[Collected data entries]
────────────────

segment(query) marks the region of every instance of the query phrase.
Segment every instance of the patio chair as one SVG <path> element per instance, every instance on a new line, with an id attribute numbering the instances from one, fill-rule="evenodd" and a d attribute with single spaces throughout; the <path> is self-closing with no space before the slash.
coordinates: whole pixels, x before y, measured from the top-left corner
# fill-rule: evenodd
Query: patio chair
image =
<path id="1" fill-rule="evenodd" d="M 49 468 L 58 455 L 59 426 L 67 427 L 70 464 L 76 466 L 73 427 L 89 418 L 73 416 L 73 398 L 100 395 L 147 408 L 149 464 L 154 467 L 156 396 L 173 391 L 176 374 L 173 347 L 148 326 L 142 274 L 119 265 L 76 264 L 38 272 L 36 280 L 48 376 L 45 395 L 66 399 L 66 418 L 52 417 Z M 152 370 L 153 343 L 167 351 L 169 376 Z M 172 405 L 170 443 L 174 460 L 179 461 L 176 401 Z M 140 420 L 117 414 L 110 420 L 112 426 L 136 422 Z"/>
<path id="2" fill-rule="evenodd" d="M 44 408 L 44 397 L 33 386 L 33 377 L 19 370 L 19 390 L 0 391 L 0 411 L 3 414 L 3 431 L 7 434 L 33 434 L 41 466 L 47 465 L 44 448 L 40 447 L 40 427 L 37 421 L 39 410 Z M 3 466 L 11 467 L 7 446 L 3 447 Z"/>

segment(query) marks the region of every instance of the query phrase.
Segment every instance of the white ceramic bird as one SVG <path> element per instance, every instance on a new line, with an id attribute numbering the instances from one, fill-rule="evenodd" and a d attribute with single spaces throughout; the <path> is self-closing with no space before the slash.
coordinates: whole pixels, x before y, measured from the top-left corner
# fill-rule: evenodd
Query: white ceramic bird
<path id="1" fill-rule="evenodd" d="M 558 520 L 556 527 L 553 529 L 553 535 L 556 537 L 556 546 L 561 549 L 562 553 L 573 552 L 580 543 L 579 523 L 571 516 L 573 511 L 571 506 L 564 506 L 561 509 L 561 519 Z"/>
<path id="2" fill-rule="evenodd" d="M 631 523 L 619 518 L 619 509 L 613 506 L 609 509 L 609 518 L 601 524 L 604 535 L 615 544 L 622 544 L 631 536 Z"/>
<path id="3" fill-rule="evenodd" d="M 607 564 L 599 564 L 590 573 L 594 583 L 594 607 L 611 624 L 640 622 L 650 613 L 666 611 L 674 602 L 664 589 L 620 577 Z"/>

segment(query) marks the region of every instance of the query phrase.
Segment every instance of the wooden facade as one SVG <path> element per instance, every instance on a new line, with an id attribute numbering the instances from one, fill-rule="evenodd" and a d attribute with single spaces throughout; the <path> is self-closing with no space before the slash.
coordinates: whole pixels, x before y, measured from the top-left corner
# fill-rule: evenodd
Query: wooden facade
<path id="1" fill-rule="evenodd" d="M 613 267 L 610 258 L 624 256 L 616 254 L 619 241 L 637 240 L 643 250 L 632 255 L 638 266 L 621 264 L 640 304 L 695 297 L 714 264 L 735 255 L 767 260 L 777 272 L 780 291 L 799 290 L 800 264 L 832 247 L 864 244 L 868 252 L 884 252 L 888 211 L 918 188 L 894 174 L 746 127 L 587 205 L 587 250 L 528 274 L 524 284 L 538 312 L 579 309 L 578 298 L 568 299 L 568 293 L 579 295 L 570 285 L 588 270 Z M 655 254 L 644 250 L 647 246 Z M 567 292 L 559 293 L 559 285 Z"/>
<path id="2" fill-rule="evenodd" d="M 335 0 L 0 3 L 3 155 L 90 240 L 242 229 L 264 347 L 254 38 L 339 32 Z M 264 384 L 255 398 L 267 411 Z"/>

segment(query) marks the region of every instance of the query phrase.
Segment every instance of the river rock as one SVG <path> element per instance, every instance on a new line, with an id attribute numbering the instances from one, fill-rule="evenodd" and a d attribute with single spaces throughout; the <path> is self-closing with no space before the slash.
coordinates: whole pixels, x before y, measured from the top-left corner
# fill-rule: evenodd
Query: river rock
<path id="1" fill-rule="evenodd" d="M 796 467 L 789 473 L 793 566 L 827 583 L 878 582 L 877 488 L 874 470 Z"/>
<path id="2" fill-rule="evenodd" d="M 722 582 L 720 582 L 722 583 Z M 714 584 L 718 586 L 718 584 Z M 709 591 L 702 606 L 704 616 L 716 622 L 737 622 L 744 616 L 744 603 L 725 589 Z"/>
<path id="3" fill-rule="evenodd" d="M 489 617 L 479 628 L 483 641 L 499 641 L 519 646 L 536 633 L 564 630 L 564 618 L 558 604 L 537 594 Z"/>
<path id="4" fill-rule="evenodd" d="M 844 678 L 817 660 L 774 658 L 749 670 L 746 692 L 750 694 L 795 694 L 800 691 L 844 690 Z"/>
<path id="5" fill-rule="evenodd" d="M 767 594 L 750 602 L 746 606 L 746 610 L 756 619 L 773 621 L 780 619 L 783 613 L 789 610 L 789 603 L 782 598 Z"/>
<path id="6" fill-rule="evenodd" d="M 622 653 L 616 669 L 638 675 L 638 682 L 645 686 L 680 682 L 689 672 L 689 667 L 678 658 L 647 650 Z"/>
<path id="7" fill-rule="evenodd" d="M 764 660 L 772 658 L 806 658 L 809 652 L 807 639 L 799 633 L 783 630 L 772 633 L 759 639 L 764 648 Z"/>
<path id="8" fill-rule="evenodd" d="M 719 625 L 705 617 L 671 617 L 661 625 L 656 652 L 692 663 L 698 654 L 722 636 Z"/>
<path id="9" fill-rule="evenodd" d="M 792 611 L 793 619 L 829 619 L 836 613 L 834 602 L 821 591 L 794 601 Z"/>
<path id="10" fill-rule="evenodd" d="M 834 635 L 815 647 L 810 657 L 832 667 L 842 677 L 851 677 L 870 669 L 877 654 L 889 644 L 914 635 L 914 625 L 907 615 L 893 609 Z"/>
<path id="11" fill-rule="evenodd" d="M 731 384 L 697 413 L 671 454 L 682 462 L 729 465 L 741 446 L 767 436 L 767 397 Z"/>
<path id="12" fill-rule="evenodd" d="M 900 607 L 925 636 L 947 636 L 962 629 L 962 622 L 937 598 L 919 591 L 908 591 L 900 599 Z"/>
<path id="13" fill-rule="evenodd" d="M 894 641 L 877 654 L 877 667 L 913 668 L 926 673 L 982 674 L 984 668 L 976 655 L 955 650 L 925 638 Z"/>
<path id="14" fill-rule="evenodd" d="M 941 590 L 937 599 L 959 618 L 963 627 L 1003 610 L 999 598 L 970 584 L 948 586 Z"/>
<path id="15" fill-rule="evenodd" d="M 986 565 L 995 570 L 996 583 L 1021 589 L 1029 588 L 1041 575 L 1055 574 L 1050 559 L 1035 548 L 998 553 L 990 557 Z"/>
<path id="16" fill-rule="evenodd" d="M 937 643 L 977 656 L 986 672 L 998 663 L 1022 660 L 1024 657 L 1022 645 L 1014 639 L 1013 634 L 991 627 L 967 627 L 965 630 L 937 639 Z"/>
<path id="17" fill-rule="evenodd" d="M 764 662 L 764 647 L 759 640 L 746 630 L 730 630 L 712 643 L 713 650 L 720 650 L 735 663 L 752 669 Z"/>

────────────────

> Instruction:
Lay out every line of the data above as a Markdown table with the columns "n" and "Line," giving each line its row number and leaving out blank lines.

> Solution to this task:
| n | Line |
|---|---|
| 1 | segment(query) marks the region of every instance of the query phrase. |
| 2 | Segment every instance of the patio chair as one SVG <path> element per instance, every instance on a new line, with an id attribute numbering the instances from one, fill-rule="evenodd" and a d attribute with single spaces throughout; the <path> is self-closing with no space before the slash. |
| 3 | coordinates: whole pixels, x before y, measured from the top-left corner |
| 4 | # fill-rule: evenodd |
| 5 | Query: patio chair |
| 6 | image = |
| 7 | <path id="1" fill-rule="evenodd" d="M 49 468 L 58 455 L 59 426 L 67 427 L 70 464 L 76 466 L 73 427 L 89 418 L 73 416 L 73 398 L 100 395 L 147 408 L 149 464 L 154 467 L 156 396 L 173 391 L 176 374 L 173 347 L 148 326 L 142 274 L 119 265 L 76 264 L 38 272 L 36 280 L 48 376 L 45 395 L 66 399 L 66 418 L 52 417 Z M 152 370 L 153 343 L 167 351 L 169 376 Z M 172 405 L 170 443 L 174 460 L 179 461 L 176 401 Z M 140 420 L 117 414 L 110 420 L 112 426 L 136 422 Z"/> |
| 8 | <path id="2" fill-rule="evenodd" d="M 44 408 L 44 397 L 33 386 L 33 377 L 19 370 L 19 390 L 0 391 L 0 411 L 3 414 L 3 431 L 7 434 L 33 434 L 41 466 L 47 465 L 44 448 L 40 447 L 40 427 L 37 421 L 39 410 Z M 3 466 L 11 467 L 7 446 L 3 447 Z"/> |
| 9 | segment(query) marks the region of every instance of the query phrase. |
| 10 | Segment every instance of the white ceramic bird as one SVG <path> element per instance, every instance on a new line, with an id attribute numbering the instances from one, fill-rule="evenodd" and a d attribute with single spaces throughout; the <path> is self-closing with no space before the slash. |
| 11 | coordinates: whole pixels, x before y, measured from the top-left corner |
| 12 | # fill-rule: evenodd |
| 13 | Query: white ceramic bird |
| 14 | <path id="1" fill-rule="evenodd" d="M 558 520 L 556 527 L 553 529 L 553 535 L 556 537 L 556 546 L 561 549 L 562 553 L 573 552 L 580 543 L 579 523 L 571 516 L 573 511 L 571 506 L 564 506 L 561 509 L 561 519 Z"/> |
| 15 | <path id="2" fill-rule="evenodd" d="M 631 523 L 619 518 L 619 509 L 613 506 L 609 509 L 609 518 L 601 524 L 604 535 L 615 544 L 622 544 L 631 536 Z"/> |
| 16 | <path id="3" fill-rule="evenodd" d="M 607 564 L 599 564 L 590 573 L 594 583 L 594 607 L 611 624 L 640 622 L 650 613 L 666 611 L 674 602 L 664 589 L 620 577 Z"/> |
| 17 | segment(query) marks the region of every instance of the query phrase. |
| 18 | Segment every instance of the wooden facade as one SVG <path> element per instance, every instance on a new line, with an id attribute numbering the instances from one, fill-rule="evenodd" and a d attribute with single spaces throughout; the <path> is self-closing with no space before the slash. |
| 19 | coordinates: whole pixels, x before y, measured from the top-left corner |
| 20 | # fill-rule: evenodd |
| 21 | Query: wooden facade |
| 22 | <path id="1" fill-rule="evenodd" d="M 613 267 L 610 258 L 624 256 L 616 254 L 619 241 L 637 240 L 643 250 L 632 255 L 638 266 L 621 264 L 640 304 L 695 297 L 714 264 L 735 255 L 767 260 L 777 272 L 780 291 L 799 290 L 800 264 L 832 247 L 864 244 L 868 252 L 884 252 L 888 211 L 918 188 L 894 174 L 746 127 L 587 205 L 587 250 L 528 274 L 524 284 L 538 312 L 579 309 L 578 298 L 568 299 L 568 293 L 579 295 L 570 285 L 588 270 Z M 655 254 L 644 250 L 647 246 Z M 567 292 L 559 293 L 559 285 Z"/> |
| 23 | <path id="2" fill-rule="evenodd" d="M 335 0 L 0 3 L 3 155 L 90 240 L 242 229 L 264 347 L 254 38 L 339 32 Z M 264 384 L 255 398 L 267 411 Z"/> |
| 24 | segment(query) marks the region of every instance of the query phrase. |
| 25 | Segment every instance of the river rock as one SVG <path> element per instance, every instance on a new line, with an id attribute numbering the instances from one, fill-rule="evenodd" and a d attribute with single spaces throughout; the <path> is self-closing with no space before the slash. |
| 26 | coordinates: whole pixels, x before y, measured from the top-left corner |
| 27 | # fill-rule: evenodd |
| 28 | Query: river rock |
| 29 | <path id="1" fill-rule="evenodd" d="M 796 467 L 789 473 L 793 566 L 827 583 L 878 582 L 877 488 L 874 470 Z"/> |
| 30 | <path id="2" fill-rule="evenodd" d="M 722 582 L 720 582 L 722 583 Z M 714 584 L 718 586 L 718 584 Z M 709 591 L 702 606 L 704 616 L 716 622 L 737 622 L 744 616 L 744 603 L 725 589 Z"/> |
| 31 | <path id="3" fill-rule="evenodd" d="M 489 617 L 479 628 L 483 641 L 499 641 L 519 646 L 536 633 L 564 630 L 564 618 L 558 604 L 537 594 Z"/> |
| 32 | <path id="4" fill-rule="evenodd" d="M 844 678 L 817 660 L 774 658 L 749 670 L 746 692 L 750 694 L 795 694 L 800 691 L 844 690 Z"/> |
| 33 | <path id="5" fill-rule="evenodd" d="M 767 594 L 750 602 L 746 606 L 746 610 L 756 619 L 773 621 L 780 619 L 783 613 L 789 610 L 789 603 L 782 598 Z"/> |
| 34 | <path id="6" fill-rule="evenodd" d="M 622 653 L 616 669 L 638 675 L 638 682 L 645 686 L 680 682 L 689 672 L 689 667 L 678 658 L 647 650 Z"/> |
| 35 | <path id="7" fill-rule="evenodd" d="M 764 660 L 772 658 L 806 658 L 809 652 L 807 639 L 799 633 L 783 630 L 772 633 L 759 639 L 764 648 Z"/> |
| 36 | <path id="8" fill-rule="evenodd" d="M 719 625 L 705 617 L 671 617 L 661 625 L 656 652 L 692 663 L 698 654 L 722 636 Z"/> |
| 37 | <path id="9" fill-rule="evenodd" d="M 792 611 L 793 619 L 829 619 L 836 613 L 834 602 L 821 591 L 794 601 Z"/> |
| 38 | <path id="10" fill-rule="evenodd" d="M 834 635 L 815 647 L 810 657 L 832 667 L 842 677 L 851 677 L 870 669 L 877 654 L 889 644 L 914 635 L 914 625 L 907 615 L 893 609 Z"/> |
| 39 | <path id="11" fill-rule="evenodd" d="M 731 384 L 697 413 L 671 454 L 682 462 L 729 465 L 741 446 L 767 436 L 767 397 Z"/> |
| 40 | <path id="12" fill-rule="evenodd" d="M 900 607 L 925 636 L 947 636 L 962 629 L 962 622 L 937 598 L 919 591 L 908 591 L 900 599 Z"/> |
| 41 | <path id="13" fill-rule="evenodd" d="M 894 641 L 877 654 L 877 667 L 913 668 L 926 673 L 982 674 L 984 668 L 976 655 L 955 650 L 925 638 Z"/> |
| 42 | <path id="14" fill-rule="evenodd" d="M 941 590 L 937 599 L 959 618 L 963 627 L 1003 610 L 999 598 L 970 584 L 948 586 Z"/> |
| 43 | <path id="15" fill-rule="evenodd" d="M 986 565 L 995 570 L 996 583 L 1021 589 L 1029 588 L 1041 575 L 1055 574 L 1050 559 L 1035 548 L 998 553 L 990 557 Z"/> |
| 44 | <path id="16" fill-rule="evenodd" d="M 937 643 L 977 656 L 986 672 L 998 663 L 1022 660 L 1024 657 L 1022 645 L 1014 639 L 1013 634 L 991 627 L 967 627 L 965 630 L 937 639 Z"/> |
| 45 | <path id="17" fill-rule="evenodd" d="M 764 662 L 764 647 L 759 640 L 746 630 L 730 630 L 712 643 L 713 650 L 720 650 L 735 663 L 752 669 Z"/> |